**Bloc de texte**
______

Le message du musée de l'Homme est net. En traitant les bustes de Marianne, du général de Gaulle et de Molière comme une coiffe amérindienne ou des objets de rites d'initiation africains, il montre comment nous nous construisons des identités «emboîtées» - femme ou homme, de tel groupe faisant partie d'un ensemble plus vaste - qui créent en permanence de la société dans un processus universel où emblèmes de pouvoirs et symboles sont omniprésents. Les enfants, et les grands, pourront également jouer à retrouver les différentes manières de «faire famille» de par le monde. Nous sommes aussi des singes parlants, détaille une vaste tapisserie murale, montrant la localisation des 7 000 langues reconnues. Une diversité où le culturel et le biologique se mêlent, comme le montre un magnifique ensemble d'une centaine de bustes. Des moulages sur vivants «en plâtre souvent, d'où les yeux fermés», explique Evelyne Heyer. Et des sculptures de Charles Cordier (1827-1905) où les ornements et habits indiquent que le corps nu n'est pas la seule source des différences entre individus et populations.

L'histoire évolutive qui a produit la diversité actuelle fait l'objet du parcours chronologique qui balaye les sept derniers millions d'années. Des reproductions de fossiles d'australopithèques (la célèbre Lucy) aux peintres de la dernière glaciation, il casse la vision, encore souvent partagée, d'une évolution linéaire pour indiquer à l'inverse «le buisson» des espèces ayant coexisté. Comme «après le changement de climat vers - 2 millions d'années, d'un côté les paranthropes et de l'autre les Homo», précise Dominique Grimaud-Hervé. A ce changement, les premiers répondent par une robustesse accrue de leur système masticatoire, broyant des végétaux plus coriaces. Les seconds par l'acquisition d'un comportement omnivore, charognard d'abord, puis chasseur, développant leurs activités techniques et sociales… ainsi que leur cerveau.

Il y a dix mille ans, cette évolution débouche sur «la révolution néolithique, l'invention de l'agriculture». La révolution qui crée l'Anthropocène, pour Evelyne Heyer, et imprime des marques indélébiles. Sur les paysages et les végétaux par leur mise en culture. Sur les animaux par la domestication. Sur le destin de l'ensemble des écosystèmes par la première explosion démographique, mère de celle en cours depuis deux siècles. Ce refaçonnage de la nature transforme également l'homme, comme le montrent objets, écrans, dispositifs muséaux divers, dont les magnifiques relevés grandeur nature des fresques du Tassili par l'équipe de Henri Lhote dans les années 30. Lesquelles seront changés «tous les trois mois, afin de limiter leur exposition à la lumière», indique Evelyne Heyer.

Transhumanisme. Où allons-nous ? C'est le sujet de la troisième partie du parcours, où le temps s'accélère. La seconde explosion démographique, l'irruption de la technologie, les menaces sur la biodiversité et les ressources naturelles, la mondialisation et la résistance de la diversité. La yourte mongole mêle traditions et modernité avec son antenne parabolique, montrant que la construction des identités se poursuit. Les prothèses médicales montrent «l'homme réparé», tandis que les figurines connues des enfants (l'inspecteur Gadget, Iron Man, Popeye ou Spider-man) lancent la réflexion sur «l'homme augmenté et le transhumanisme», précise Evelyne Heyer. La généticienne commente l'appareil d'échographie portable : «L'objet qui contribue à l'avortement sélectif des femmes en Asie, produisant plus de 90 millions d'hommes potentiellement sans compagne.» Une bonne exposition, dit-on chez les muséographes, incite à l'approfondissement, au débat. Pari réussi.

______

**Données enregistrées**
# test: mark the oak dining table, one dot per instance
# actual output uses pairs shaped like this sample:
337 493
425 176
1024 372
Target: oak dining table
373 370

______

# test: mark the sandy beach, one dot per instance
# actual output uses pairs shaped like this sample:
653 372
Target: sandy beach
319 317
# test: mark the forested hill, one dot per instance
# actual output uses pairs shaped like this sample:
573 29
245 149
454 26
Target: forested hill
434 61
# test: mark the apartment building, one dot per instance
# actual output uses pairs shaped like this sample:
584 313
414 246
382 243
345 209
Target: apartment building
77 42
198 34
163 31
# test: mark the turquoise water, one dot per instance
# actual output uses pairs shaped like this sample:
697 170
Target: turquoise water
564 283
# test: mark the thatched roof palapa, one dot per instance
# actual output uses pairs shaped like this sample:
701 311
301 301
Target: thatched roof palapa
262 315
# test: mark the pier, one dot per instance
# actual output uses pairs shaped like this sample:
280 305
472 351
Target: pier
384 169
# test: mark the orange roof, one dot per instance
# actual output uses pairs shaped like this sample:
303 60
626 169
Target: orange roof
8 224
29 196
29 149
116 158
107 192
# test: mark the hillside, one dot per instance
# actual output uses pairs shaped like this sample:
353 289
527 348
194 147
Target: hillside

______

**Exercices**
[a] Recopiez le passage du texte sur le musée de l'Homme qui va de "Il y a dix mille ans, cette" jusqu'à "indique Evelyne Heyer." inclus.
[b] Quelles figurines connues des enfants le texte sur le musée de l'Homme cite-t-il ? Donnez-les toutes.

**Réponses rédigées**
[a]
Il y a dix mille ans, cette évolution débouche sur «la révolution néolithique, l'invention de l'agriculture». La révolution qui crée l'Anthropocène, pour Evelyne Heyer, et imprime des marques indélébiles. Sur les paysages et les végétaux par leur mise en culture. Sur les animaux par la domestication. Sur le destin de l'ensemble des écosystèmes par la première explosion démographique, mère de celle en cours depuis deux siècles. Ce refaçonnage de la nature transforme également l'homme, comme le montrent objets, écrans, dispositifs muséaux divers, dont les magnifiques relevés grandeur nature des fresques du Tassili par l'équipe de Henri Lhote dans les années 30. Lesquelles seront changés «tous les trois mois, afin de limiter leur exposition à la lumière», indique Evelyne Heyer.

[b] L'inspecteur Gadget, Iron Man, Popeye, Spider-man